*** RECORDS FOR THE EXERCISE ***
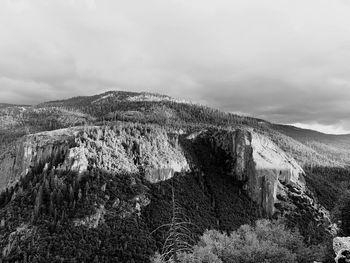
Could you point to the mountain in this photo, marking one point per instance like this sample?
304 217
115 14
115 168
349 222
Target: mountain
96 178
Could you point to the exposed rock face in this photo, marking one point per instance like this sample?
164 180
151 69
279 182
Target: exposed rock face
264 170
114 149
268 175
32 151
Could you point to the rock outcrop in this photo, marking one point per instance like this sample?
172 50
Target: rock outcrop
267 174
116 149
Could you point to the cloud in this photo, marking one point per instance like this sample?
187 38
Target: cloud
285 61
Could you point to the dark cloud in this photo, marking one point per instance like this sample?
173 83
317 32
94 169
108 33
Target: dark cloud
284 61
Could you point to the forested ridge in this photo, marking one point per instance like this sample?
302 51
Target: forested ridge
52 215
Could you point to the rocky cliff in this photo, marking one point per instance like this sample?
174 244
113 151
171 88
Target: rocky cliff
115 149
270 177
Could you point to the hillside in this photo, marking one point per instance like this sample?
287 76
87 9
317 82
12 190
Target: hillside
96 178
334 147
308 147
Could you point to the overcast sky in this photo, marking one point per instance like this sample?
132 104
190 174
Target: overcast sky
284 61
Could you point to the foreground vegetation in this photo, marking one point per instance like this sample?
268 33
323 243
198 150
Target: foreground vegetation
264 242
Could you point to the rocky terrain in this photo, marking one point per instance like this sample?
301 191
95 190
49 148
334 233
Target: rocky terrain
100 174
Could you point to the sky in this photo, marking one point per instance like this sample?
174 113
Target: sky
286 61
***
EXERCISE INSTRUCTIONS
Both end lines included, restate word for word the lines above from the line with "Target: rock outcrop" to the line with "Could you point to the rocky cliff", and nothing else.

RESPONSE AREA
Target: rock outcrop
267 174
116 149
Could you point to the cloud in this photo, marking one point per instance like this sample?
187 38
Target: cloud
285 61
Could you point to the dark cloud in this photo, marking one point per instance like this sample?
173 83
317 32
94 169
108 33
Target: dark cloud
284 61
Could you point to the forested ridge in this photo, marking one point per instance like this sample?
302 51
Target: forested ridge
52 215
Could you point to the rocky cliff in this photo, marking one point per instance like this sample?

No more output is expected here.